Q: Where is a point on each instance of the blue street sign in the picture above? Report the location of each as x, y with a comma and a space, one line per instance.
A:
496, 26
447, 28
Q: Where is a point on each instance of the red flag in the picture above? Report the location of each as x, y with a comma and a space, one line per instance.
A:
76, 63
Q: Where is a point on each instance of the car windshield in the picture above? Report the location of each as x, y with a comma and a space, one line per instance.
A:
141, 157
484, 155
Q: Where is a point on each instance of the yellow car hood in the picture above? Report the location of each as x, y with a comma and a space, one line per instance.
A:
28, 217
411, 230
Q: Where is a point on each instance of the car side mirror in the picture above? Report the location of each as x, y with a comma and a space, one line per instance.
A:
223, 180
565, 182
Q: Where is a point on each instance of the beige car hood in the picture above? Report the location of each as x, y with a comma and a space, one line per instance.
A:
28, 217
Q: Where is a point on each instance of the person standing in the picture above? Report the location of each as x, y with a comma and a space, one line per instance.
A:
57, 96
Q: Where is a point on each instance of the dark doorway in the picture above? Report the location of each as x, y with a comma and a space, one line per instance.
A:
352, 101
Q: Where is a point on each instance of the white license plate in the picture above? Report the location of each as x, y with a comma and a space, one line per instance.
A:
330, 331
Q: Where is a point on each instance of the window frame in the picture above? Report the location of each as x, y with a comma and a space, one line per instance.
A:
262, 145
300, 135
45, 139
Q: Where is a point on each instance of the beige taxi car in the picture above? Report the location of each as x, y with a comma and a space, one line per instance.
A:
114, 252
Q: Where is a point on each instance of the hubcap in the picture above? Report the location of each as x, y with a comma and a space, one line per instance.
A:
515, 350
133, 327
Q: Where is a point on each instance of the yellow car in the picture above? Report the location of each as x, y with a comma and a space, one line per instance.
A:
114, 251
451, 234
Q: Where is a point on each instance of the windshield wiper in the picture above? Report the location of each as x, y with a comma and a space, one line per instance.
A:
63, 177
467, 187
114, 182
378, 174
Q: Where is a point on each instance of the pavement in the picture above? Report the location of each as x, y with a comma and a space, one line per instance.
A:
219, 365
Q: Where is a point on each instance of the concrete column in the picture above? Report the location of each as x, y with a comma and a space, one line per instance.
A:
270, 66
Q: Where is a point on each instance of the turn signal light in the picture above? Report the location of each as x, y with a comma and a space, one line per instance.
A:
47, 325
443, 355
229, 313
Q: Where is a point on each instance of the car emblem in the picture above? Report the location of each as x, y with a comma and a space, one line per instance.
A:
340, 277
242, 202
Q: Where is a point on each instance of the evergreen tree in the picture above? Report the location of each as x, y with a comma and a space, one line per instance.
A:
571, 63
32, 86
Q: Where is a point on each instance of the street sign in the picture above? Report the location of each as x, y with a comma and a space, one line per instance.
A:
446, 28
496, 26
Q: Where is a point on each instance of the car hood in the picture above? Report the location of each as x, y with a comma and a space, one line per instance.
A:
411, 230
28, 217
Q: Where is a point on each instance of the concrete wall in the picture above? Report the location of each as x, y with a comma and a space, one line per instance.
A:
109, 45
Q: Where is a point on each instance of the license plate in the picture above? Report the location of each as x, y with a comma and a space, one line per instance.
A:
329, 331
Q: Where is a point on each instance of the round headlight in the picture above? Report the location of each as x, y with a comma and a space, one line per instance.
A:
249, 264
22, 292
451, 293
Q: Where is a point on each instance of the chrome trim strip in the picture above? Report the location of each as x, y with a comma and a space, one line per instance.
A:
= = =
## Set exercise
Type out the entries again, word for word.

## Response to the task
Q: Where is a point on each instance of the blue street sign in the picture above? Report the location of each as x, y with a comma and a space, one line per instance.
A:
496, 26
447, 28
Q: Where is a point on each instance of the red flag in the picture above? Report the location of each as x, y with a comma and a space, one line per instance.
A:
76, 63
Q: Where is a point on each instance of the car windshield in the picture above? Report the location of each as x, y with a comma and a space, one line per instance.
A:
141, 157
484, 155
Q: Where is a point on each instance of the yellow car hood in the picture above? Report the location of each as x, y with a comma and a space, one line per instance.
A:
28, 217
411, 230
Q: Where is a point on each instance of the car side mirror in the picture above? Report the location of each as x, y with a comma and a space, one line per instance.
A:
223, 180
565, 182
Q: Where is a point on each instance of the beige car hood in the picture above? Report the location of each as x, y with a comma and a space, one line per instance.
A:
28, 217
Q: Where is a point on each instance of the person standing in the picture above? Report the location of each as x, y with a comma and a space, one line per instance.
A:
57, 96
Q: Where is a point on each instance of the dark doorway in the picture above? Report the location of each as x, y with a comma and a space, one line per instance.
A:
352, 101
Q: Where is a point on each instance of the white license plate in the picture above? Report the location of each as x, y with a comma and a space, one line per instance.
A:
330, 331
Q: Where is a point on each instance of the window frame in the picture above? Report the location of each as x, y with a comma and a space, one line per instance.
A:
262, 145
300, 135
45, 139
Q: Where is a point on each instance of the beige taxi car in the picture above? Report the location of each as x, y with a comma and a space, one line per instance.
A:
114, 252
Q: Where is a point on each instance of the hubcap in the picture above? Report the location of each as x, y with a comma and a space, one line per instance.
A:
515, 350
133, 327
Q: Where is a point on each instance of the yellow car in the picture above? Report the location of each as x, y with a comma and a space, one line per instance.
A:
114, 251
451, 234
Q: Where is a point on each instance of the windshield wiper in the picture above? Report the location of each as x, y with a comma and a space, one line per instance.
A:
63, 177
467, 187
114, 182
378, 174
Q: Where is a point on each instance of the pavement in the picture above? Report the location of each as x, y with a comma and a space, one line per instance.
A:
219, 365
Q: Where is a point on each instance of the concrete column in the picture above? Report the location of each as x, y with a comma and a space, one line per instance.
A:
270, 66
Q: Where is a point on each instance of the turn signal light in the picture above? Report the location of each as x, y with a comma and a space, one line per instance.
A:
47, 325
443, 355
229, 313
Q: Where is a point on each instance of the car emblem in the picture above? Report the location of each as x, y with a comma and a space, one line per instance.
A:
340, 277
242, 202
Q: Where is a point on each instance of the evergreen tree in the picture above? Report the location of each as x, y with a comma and a space, one line per instance.
A:
571, 63
32, 86
Q: Where is a point on each instance of the street sign in the picture above? Report the location of each as x, y with a comma and a space, one line per instance.
A:
446, 28
496, 26
Q: Where is a point on each instance of the car hood in the picture above? Report the location of each as x, y with a comma and a space, one line per instance.
A:
411, 230
28, 217
Q: Where is a point on each instance of the concrete wall in the picture above? Report the location of each as x, y with a comma and a space, one line per instance.
A:
109, 45
Q: Where is a point on each instance of the license plate in the picture above? Report the location of each as x, y with a comma and a space, one line per instance.
A:
329, 331
Q: Where is a point on each instance of the round headlight in the picture above? Report the location of each as x, y with a comma and a space, one line per instance.
A:
249, 264
22, 292
451, 293
Q: Where is a point on each instance of the chrome trim strip in the picture above? Report the location of each as x, y with a comma and a space, one line per instance.
A:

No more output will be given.